Start Provided entries

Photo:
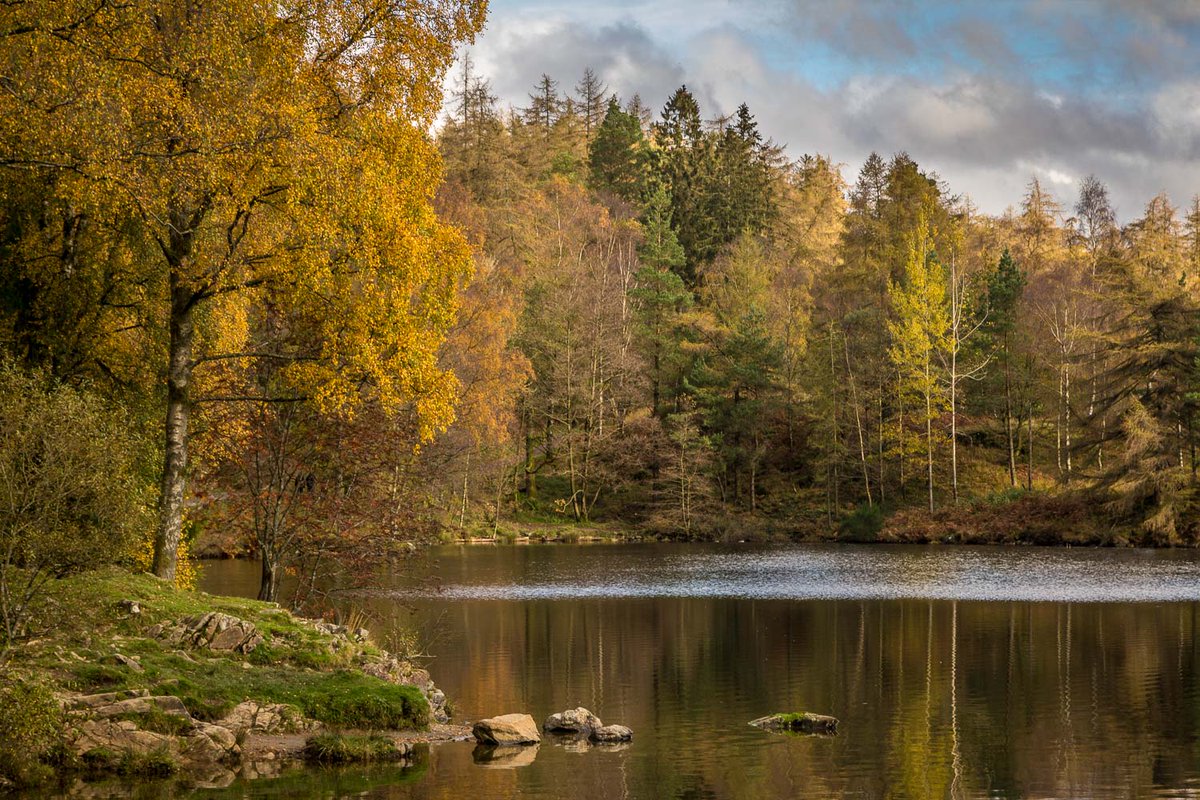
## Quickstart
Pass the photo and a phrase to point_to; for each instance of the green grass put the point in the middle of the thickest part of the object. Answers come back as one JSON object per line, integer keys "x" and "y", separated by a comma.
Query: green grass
{"x": 349, "y": 749}
{"x": 295, "y": 665}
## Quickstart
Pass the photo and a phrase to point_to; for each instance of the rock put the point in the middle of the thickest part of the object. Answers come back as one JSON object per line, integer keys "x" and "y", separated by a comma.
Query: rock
{"x": 210, "y": 777}
{"x": 612, "y": 733}
{"x": 126, "y": 661}
{"x": 214, "y": 631}
{"x": 394, "y": 671}
{"x": 109, "y": 737}
{"x": 816, "y": 723}
{"x": 577, "y": 721}
{"x": 199, "y": 749}
{"x": 85, "y": 702}
{"x": 222, "y": 738}
{"x": 507, "y": 729}
{"x": 508, "y": 757}
{"x": 275, "y": 717}
{"x": 166, "y": 703}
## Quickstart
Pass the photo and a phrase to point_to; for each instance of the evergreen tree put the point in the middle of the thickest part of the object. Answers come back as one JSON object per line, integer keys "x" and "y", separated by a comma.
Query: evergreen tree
{"x": 739, "y": 390}
{"x": 1006, "y": 284}
{"x": 617, "y": 157}
{"x": 545, "y": 106}
{"x": 593, "y": 100}
{"x": 661, "y": 300}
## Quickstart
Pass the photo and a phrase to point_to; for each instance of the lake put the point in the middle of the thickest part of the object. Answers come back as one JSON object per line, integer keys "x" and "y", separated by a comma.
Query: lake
{"x": 957, "y": 672}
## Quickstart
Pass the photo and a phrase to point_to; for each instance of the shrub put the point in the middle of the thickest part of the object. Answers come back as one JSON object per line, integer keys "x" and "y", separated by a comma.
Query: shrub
{"x": 70, "y": 495}
{"x": 863, "y": 524}
{"x": 30, "y": 726}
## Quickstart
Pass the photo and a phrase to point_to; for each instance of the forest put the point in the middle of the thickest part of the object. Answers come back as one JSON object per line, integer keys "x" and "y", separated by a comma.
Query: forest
{"x": 280, "y": 299}
{"x": 709, "y": 337}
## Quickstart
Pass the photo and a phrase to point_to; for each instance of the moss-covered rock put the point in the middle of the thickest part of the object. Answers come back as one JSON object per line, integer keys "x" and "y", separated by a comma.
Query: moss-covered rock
{"x": 802, "y": 722}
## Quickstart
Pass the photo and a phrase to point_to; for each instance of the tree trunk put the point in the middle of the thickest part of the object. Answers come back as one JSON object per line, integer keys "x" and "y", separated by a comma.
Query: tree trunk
{"x": 954, "y": 417}
{"x": 269, "y": 585}
{"x": 1008, "y": 420}
{"x": 858, "y": 425}
{"x": 174, "y": 469}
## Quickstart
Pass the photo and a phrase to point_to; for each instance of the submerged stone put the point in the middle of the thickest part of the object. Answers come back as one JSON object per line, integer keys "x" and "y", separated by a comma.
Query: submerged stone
{"x": 577, "y": 721}
{"x": 612, "y": 733}
{"x": 805, "y": 722}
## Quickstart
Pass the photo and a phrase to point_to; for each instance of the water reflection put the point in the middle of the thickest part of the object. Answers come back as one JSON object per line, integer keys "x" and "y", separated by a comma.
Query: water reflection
{"x": 937, "y": 698}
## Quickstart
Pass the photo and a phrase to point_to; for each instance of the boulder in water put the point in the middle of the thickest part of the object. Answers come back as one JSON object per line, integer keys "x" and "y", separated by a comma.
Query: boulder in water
{"x": 507, "y": 729}
{"x": 573, "y": 721}
{"x": 612, "y": 734}
{"x": 805, "y": 722}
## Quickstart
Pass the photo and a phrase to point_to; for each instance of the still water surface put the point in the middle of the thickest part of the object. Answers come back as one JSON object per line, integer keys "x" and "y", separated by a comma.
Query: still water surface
{"x": 955, "y": 672}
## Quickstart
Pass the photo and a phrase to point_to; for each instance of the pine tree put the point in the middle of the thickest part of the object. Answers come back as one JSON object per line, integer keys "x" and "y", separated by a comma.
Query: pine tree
{"x": 685, "y": 167}
{"x": 738, "y": 390}
{"x": 661, "y": 299}
{"x": 545, "y": 106}
{"x": 1006, "y": 284}
{"x": 617, "y": 157}
{"x": 593, "y": 101}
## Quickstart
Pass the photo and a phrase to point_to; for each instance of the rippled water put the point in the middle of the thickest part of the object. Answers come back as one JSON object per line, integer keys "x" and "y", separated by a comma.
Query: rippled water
{"x": 955, "y": 672}
{"x": 823, "y": 572}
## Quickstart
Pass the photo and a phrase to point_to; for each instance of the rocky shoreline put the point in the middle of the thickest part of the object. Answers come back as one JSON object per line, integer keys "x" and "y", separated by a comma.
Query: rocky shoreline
{"x": 120, "y": 732}
{"x": 138, "y": 679}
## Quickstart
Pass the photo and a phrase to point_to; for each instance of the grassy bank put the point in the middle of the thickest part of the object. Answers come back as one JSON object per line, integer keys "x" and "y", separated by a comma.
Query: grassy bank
{"x": 111, "y": 632}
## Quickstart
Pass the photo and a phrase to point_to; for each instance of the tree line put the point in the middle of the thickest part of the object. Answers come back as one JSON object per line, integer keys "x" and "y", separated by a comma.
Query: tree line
{"x": 715, "y": 332}
{"x": 327, "y": 332}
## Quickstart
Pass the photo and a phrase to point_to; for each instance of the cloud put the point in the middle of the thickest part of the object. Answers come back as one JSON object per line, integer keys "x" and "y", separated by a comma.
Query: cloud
{"x": 961, "y": 91}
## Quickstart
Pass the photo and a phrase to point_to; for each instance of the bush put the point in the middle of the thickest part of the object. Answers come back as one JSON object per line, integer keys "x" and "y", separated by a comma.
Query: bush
{"x": 70, "y": 497}
{"x": 863, "y": 524}
{"x": 30, "y": 726}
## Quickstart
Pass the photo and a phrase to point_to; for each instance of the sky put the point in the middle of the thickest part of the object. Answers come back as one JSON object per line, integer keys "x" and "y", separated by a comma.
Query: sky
{"x": 988, "y": 95}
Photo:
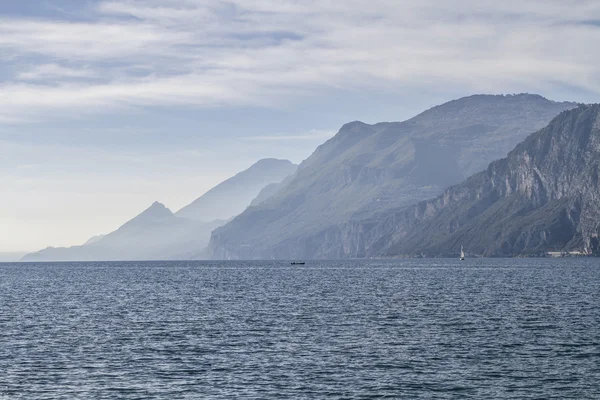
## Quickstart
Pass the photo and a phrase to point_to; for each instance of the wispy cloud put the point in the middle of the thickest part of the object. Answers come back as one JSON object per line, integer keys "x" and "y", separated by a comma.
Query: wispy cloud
{"x": 312, "y": 135}
{"x": 214, "y": 53}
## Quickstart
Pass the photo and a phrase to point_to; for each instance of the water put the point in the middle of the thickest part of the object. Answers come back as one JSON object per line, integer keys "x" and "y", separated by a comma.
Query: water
{"x": 355, "y": 329}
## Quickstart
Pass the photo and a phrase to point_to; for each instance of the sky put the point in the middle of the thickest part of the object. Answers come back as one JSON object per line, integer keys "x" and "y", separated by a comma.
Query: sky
{"x": 109, "y": 105}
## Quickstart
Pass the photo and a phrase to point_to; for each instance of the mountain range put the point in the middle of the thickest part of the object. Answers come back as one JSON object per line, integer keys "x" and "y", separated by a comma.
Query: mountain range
{"x": 367, "y": 171}
{"x": 501, "y": 175}
{"x": 159, "y": 234}
{"x": 543, "y": 196}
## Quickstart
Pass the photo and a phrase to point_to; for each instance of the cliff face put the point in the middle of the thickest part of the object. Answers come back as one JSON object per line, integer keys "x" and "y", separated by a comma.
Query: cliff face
{"x": 232, "y": 196}
{"x": 339, "y": 201}
{"x": 544, "y": 196}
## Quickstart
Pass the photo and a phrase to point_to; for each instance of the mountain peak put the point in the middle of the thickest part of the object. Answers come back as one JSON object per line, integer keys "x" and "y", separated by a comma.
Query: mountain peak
{"x": 156, "y": 210}
{"x": 269, "y": 163}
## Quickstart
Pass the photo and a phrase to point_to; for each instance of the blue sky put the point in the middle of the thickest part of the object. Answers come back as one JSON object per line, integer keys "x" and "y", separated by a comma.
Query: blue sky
{"x": 109, "y": 105}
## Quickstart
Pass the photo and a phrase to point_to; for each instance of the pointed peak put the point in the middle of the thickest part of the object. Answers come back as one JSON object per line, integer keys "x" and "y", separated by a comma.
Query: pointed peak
{"x": 157, "y": 210}
{"x": 354, "y": 125}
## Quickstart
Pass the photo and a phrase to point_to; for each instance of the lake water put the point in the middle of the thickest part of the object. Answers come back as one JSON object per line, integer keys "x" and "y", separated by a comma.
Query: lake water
{"x": 482, "y": 329}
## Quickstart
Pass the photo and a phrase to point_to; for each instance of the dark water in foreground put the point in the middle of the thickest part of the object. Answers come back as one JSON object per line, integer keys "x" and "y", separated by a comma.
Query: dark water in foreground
{"x": 353, "y": 329}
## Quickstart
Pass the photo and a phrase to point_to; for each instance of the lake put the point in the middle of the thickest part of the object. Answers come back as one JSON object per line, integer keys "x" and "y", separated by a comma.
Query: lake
{"x": 418, "y": 329}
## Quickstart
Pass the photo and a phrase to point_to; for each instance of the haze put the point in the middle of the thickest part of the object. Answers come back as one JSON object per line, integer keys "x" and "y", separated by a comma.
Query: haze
{"x": 108, "y": 106}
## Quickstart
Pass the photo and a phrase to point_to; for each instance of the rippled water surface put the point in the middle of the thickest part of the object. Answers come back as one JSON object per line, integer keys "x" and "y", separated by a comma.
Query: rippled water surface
{"x": 350, "y": 329}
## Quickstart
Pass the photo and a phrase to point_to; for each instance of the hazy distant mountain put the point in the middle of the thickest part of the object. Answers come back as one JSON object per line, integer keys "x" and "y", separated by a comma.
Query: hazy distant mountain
{"x": 155, "y": 234}
{"x": 10, "y": 257}
{"x": 543, "y": 197}
{"x": 270, "y": 190}
{"x": 94, "y": 239}
{"x": 158, "y": 234}
{"x": 231, "y": 197}
{"x": 367, "y": 169}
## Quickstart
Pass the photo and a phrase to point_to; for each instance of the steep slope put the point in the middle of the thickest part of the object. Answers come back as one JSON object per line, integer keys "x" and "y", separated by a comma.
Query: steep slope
{"x": 232, "y": 196}
{"x": 368, "y": 169}
{"x": 155, "y": 234}
{"x": 545, "y": 196}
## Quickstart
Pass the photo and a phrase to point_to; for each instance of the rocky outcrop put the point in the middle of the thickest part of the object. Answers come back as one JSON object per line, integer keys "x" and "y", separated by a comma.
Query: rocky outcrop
{"x": 340, "y": 200}
{"x": 544, "y": 196}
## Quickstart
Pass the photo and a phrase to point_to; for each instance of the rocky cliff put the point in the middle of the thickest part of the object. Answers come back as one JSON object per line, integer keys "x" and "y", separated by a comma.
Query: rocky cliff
{"x": 338, "y": 202}
{"x": 544, "y": 196}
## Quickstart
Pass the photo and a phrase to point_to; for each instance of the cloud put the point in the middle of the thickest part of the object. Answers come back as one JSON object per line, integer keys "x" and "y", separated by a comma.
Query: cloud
{"x": 52, "y": 72}
{"x": 213, "y": 53}
{"x": 312, "y": 135}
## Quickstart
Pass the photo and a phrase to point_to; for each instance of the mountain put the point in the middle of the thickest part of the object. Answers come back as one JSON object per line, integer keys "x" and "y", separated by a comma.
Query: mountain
{"x": 158, "y": 234}
{"x": 366, "y": 170}
{"x": 155, "y": 234}
{"x": 544, "y": 196}
{"x": 232, "y": 196}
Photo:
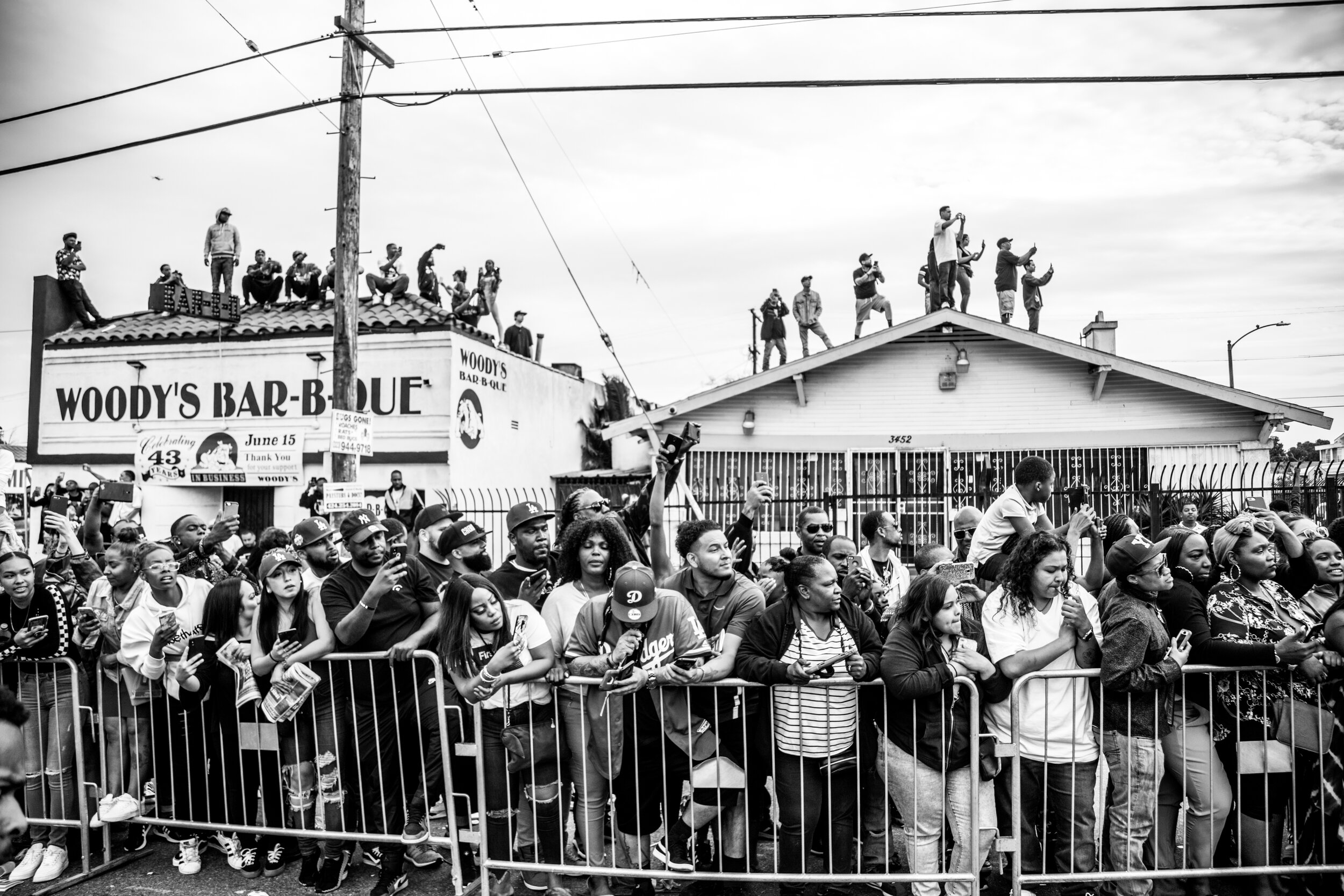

End Provided entries

▶ [Short problem]: Pick out every line in the lines above that contains the string "grassy", matching case exactly, and copy each one out.

▶ [Final result]:
Pass the photo and a phrase to point_to; for each instance of the grassy bank put the point in the middle of the thickest part of the object. Answers come back as one JSON object per line, integer keys "x" and "y", separated by a comma.
Query: grassy bank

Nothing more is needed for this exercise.